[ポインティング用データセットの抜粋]
┌──

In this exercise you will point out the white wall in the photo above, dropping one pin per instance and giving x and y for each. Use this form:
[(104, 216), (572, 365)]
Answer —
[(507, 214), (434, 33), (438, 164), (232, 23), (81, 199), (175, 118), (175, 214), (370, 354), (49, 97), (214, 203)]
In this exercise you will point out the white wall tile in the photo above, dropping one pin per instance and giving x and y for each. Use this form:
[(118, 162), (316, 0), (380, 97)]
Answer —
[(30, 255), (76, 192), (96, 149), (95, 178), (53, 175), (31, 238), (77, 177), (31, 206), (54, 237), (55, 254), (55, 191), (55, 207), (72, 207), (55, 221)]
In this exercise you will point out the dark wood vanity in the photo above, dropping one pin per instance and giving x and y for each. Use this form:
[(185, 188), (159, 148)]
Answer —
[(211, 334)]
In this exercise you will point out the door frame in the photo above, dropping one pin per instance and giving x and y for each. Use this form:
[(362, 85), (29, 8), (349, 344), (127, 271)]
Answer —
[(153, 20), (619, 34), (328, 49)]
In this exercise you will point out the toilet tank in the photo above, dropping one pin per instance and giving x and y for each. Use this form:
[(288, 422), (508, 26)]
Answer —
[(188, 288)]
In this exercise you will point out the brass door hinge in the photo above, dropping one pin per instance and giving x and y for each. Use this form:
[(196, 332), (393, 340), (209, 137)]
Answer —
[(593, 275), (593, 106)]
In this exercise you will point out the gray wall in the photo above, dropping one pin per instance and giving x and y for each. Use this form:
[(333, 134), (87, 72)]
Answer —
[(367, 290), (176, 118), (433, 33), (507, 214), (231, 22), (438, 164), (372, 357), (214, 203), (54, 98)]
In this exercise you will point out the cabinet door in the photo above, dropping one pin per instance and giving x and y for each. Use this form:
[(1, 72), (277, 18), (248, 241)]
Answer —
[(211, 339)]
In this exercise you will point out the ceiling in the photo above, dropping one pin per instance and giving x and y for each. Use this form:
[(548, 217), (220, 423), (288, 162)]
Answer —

└──

作業指示: 上記のエントリをすべて、一字一句違えずに引用してください。

回答:
In this exercise you will point out the white wall in the photo above, dropping one pin per instance and giving x and y for each. Use this form:
[(104, 216), (572, 365)]
Answer —
[(507, 214), (434, 33), (438, 164), (232, 23), (81, 199), (175, 118), (175, 214), (370, 354), (49, 97), (214, 203)]
In this exercise you will point out the white wall tile in the photo above, dropping one pin per instance and giving x and y for each. Use this form:
[(118, 162), (316, 0), (380, 97)]
Answer —
[(30, 255), (76, 192), (96, 149), (95, 178), (53, 175), (31, 238), (77, 177), (31, 206), (54, 237), (55, 254), (55, 191), (55, 207), (72, 207), (55, 221)]
In this exercise you will point out the dark wood vanity in the photo above, dropping one pin per instance and giving x and y for each. Use this form:
[(185, 188), (159, 148)]
Answer —
[(211, 334)]
In this exercise you will point out the door frame in the photo above, dropping one pin per instance and giving x and y for each. Use this form:
[(362, 85), (29, 8), (349, 344), (127, 271)]
Answer —
[(153, 20), (619, 34), (328, 49)]
In this exercise you will point out the toilet tank in the photo above, dropping one pin per instance and giving x and y for each. Use this form:
[(288, 422), (508, 26)]
Answer —
[(188, 288)]
In this exercise you will point out the brass door hinge in the photo above, dropping one pin per instance and giving x and y for each. Use this form:
[(196, 332), (393, 340), (209, 137)]
Answer —
[(593, 275), (593, 106)]
In this exercise you will point out the gray wall in the photo above, dropping one pin per instance and giving x and y for each. Use this form:
[(333, 134), (87, 72)]
Answer —
[(367, 290), (176, 118), (433, 33), (507, 214), (231, 22), (438, 164), (372, 357), (214, 203), (54, 98)]
In this exercise you will point out the cabinet door in the photo above, dropping one pin per instance and giving x and y for each. Use this form:
[(1, 72), (277, 18), (248, 241)]
Answer —
[(211, 339)]
In this exercise you will point out the ceiling in the photo above, dropping one pin per instance and giving x and y for each. Use this form:
[(548, 217), (220, 423), (288, 162)]
Answer —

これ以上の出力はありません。